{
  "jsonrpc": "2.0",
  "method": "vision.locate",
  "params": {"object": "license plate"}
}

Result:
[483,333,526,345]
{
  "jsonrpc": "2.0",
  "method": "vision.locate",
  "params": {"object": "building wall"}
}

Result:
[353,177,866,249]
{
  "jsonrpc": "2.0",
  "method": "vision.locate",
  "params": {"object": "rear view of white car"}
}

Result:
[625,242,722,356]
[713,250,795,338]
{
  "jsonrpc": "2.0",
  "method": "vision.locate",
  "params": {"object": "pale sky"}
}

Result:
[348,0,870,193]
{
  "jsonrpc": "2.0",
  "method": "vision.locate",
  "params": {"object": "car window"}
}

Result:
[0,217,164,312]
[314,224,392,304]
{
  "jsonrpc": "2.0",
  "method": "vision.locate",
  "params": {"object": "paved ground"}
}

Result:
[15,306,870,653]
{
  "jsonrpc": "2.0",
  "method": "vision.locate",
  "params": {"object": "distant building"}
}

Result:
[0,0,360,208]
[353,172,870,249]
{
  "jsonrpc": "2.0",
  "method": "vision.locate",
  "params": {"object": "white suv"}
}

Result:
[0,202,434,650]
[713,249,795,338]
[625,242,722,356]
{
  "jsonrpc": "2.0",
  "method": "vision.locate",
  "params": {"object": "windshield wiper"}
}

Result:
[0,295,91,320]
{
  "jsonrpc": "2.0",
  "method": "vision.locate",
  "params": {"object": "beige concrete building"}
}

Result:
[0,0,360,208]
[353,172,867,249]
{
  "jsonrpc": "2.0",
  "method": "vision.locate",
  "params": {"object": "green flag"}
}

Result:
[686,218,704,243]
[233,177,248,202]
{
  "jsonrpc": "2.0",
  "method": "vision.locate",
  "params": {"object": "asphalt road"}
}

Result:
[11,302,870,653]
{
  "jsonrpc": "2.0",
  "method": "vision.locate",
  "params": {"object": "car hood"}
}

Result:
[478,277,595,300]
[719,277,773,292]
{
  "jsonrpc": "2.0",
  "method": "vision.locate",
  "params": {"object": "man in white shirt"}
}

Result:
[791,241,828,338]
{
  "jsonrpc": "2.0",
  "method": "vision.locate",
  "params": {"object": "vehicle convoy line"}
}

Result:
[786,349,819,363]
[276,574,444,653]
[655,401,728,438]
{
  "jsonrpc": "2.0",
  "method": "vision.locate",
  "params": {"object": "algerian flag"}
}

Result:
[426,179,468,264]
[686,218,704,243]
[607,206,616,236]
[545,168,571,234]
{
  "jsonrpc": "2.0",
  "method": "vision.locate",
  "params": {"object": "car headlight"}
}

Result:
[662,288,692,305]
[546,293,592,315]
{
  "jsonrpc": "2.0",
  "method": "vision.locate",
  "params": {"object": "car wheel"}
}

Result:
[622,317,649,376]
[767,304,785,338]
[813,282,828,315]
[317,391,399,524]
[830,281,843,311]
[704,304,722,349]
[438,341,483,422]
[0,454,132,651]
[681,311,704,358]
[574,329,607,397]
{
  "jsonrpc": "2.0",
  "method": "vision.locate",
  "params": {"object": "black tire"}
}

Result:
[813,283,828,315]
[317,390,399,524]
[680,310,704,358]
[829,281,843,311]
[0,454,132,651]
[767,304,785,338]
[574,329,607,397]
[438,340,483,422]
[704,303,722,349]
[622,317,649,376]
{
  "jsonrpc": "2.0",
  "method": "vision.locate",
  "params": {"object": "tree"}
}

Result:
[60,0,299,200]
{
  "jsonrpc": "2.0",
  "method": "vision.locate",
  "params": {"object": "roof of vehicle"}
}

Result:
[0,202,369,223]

▸ DESCRIPTION OF THE TASK: Please find each line in the entries above that contains the word "vehicle", and copy those lines out in full.

▸ ANSWER TO THIS PROBLEM:
  "params": {"object": "vehicle convoy line"}
  "params": {"object": "roof of vehicle"}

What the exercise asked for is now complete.